**Text block**
================================

“French” proposal sparks mass protest, disinformation and Euro scepticism
Protests against the French proposal
A proposal by the French government sent to North Macedonia, which called for the removal of the Bulgarian veto to speed up accession negotiations, supported by the EU, resulted in mass months-long protests during June and July 2022. The proposal encountered strong resistance from the Macedonian opposition, and from some of the population, academic public and non-governmental organisations, and led to a heightened political crisis in the country.
On 18th June 2022, the main opposition party VMRO-DPMNE organised a big protest gathering, strongly opposing the French proposal, among other issues, while announcingtheir mobilisation and blocking of the parliament and all public institutions unless early parliamentary elections were held.
At the beginning of July 2022, citizens started to gather spontaneously to protest the French proposal and the government’s actions. For two weeks, citizens protested daily in front of the government and parliament buildings in Skopje, saying that the proposal is harmful for the Macedonian language and identity and should not be accepted as it presents an ultimatum to Macedonian citizens. Under the moto “Ultimatum – no, thanks”, protests were also organised in other cities such as Kumanovo and Bitola, while several regional roads in the central and eastern parts of the country were blocked on one occasion. Some citizens were allegedly fined for blocking the roads, while the Ministry of Interior warned that blocking main roads is against the law.
Although most of the protests were peaceful, on several occasions the demonstrations turned violent, with many incidents including gun shots being fired while opposing groups of ethnic Macedonian and Albanian protesters collided. Although the person firing the empty shells was detained and later charged, the inter-ethnic incident sparked a heated exchange between the political parties. In an interview for TV21, President Pendarovski was alarmed about intensified hybrid attacks on the country, saying that "the Russian Federation is abusing the protests" and speculated that people from other countries came to cause incidents.
According to the Ministry of Internal Affairs, in total, 54 police officers were injured during the protest,13 with severe injuries. Minister Oliver Spasovski stated that the police did not use excessive force or measures to disperse the crowds. More than 40 persons were detained over the two weeks for throwing hard objects toward the police, attacking police officers and damaging public property.
In a joint reaction, CSOs in the country condemned the violence and hate speech at the protests, and called for calming of tensions, noting that the violence threatened to take the place of peaceful protest and debate. They also called for wide consultations and a comprehensive analysis of the proposal in an open and transparent way, while holding off the negotiations with the EU until a solution is found that is widely supported by the public. Several CSOs raised concerns a the speculations about stopping EU funds for organisations that were critical of the French proposal, seeing it as a mild attempt to intimidate those that do not agree with the foreign policy of the government. The targeted 11 CSOs claimed that, while they are pro-European oriented, they demand a real public debate, without “labelling anyone as traitor or patriot”. According to the Institute of Social Sciences and Humanities, the “French proposal” further incited growing polarisation in society, as well as “euro-scepticism” among Macedonian citizens.

================================

**Rows**
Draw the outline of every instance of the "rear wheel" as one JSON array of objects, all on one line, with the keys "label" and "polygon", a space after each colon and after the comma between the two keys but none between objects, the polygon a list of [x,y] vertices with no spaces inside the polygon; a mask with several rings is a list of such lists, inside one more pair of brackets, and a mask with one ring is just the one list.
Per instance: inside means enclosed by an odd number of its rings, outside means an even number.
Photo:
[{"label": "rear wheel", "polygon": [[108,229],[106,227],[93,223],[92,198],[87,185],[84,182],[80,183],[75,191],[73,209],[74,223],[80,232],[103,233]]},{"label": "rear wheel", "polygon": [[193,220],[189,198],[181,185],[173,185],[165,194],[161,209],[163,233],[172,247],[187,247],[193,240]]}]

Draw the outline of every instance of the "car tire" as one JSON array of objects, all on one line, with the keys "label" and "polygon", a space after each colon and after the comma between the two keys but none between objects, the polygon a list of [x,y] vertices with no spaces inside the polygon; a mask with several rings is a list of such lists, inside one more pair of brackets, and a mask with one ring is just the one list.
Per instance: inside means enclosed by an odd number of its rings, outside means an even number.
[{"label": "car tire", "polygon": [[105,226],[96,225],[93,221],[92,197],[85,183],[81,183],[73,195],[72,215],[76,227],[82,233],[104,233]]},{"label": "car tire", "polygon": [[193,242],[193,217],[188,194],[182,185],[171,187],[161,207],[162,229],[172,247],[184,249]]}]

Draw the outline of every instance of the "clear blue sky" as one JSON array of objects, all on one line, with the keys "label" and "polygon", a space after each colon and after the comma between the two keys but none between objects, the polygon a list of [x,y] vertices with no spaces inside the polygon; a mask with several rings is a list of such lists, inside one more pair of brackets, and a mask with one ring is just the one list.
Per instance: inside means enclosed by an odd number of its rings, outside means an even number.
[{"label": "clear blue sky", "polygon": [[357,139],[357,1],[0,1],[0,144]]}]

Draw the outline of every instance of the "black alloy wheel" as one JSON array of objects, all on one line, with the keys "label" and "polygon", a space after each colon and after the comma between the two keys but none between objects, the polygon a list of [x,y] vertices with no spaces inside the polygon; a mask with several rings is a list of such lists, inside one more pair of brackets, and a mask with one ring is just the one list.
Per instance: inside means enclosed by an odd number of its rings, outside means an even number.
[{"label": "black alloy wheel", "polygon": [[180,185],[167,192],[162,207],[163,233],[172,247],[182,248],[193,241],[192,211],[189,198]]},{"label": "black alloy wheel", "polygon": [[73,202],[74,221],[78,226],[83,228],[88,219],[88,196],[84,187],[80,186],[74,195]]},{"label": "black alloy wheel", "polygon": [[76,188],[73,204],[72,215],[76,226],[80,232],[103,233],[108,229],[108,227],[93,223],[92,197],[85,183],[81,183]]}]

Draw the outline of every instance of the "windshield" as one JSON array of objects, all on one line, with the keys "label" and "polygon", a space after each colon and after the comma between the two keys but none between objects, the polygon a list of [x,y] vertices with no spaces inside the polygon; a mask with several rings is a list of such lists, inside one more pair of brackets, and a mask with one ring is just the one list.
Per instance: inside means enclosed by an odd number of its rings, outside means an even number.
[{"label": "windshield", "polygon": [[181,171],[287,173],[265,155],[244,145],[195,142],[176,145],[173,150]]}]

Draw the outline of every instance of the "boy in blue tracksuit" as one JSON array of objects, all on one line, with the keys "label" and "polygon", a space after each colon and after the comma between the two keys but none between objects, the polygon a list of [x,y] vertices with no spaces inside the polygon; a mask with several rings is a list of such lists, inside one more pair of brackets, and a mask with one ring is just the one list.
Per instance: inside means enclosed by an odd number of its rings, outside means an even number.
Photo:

================================

**Task 1**
Copy everything in the passage on the French proposal protests from "According to the Ministry" down to "damaging public property.".
**Task 2**
Write what comes next in the passage on the French proposal protests, starting after its final sentence.

**Answer 1**
According to the Ministry of Internal Affairs, in total, 54 police officers were injured during the protest,13 with severe injuries. Minister Oliver Spasovski stated that the police did not use excessive force or measures to disperse the crowds. More than 40 persons were detained over the two weeks for throwing hard objects toward the police, attacking police officers and damaging public property.

**Answer 2**
In the aftermath of the protests, the Public Prosecutor Office in Skopje filed indictments against 12 people, nine of whom are accused of participating in a mob with intention to commit a crime, and three for causing a public hazard. A one-year prison sentence was given to a 26-year-old male for throwing a Molotov cocktail at the police officers, and a conditional sentence of two years was given to eight other demonstrators. The person who fired gunshots only received four months in prison, despite the Criminal Code providing for a sentence of one, two or five years for such a crime.
On 16th July 2022, after days of tense debate within the parliament, and continuous protests outside of it, the parliament adopted the French proposal, with 66 votes from the ruling party and the Albanian party bloc. Two days later, the first inter-governmental conference between the EU and North Macedonia was organised, opening the accession talks. In response, the main opposition VMRO DPMNE party insisted on a referendum on what it deemed a bad deal. Smaller protests were held in the following period, such as the peaceful protest in front of the Bulgarian embassy on 28th July 2022, against the signing of the Protocol between the Macedonian and Bulgarian Ministries for Foreign affairs.
Several protests on workers’ rights took place in the reporting period.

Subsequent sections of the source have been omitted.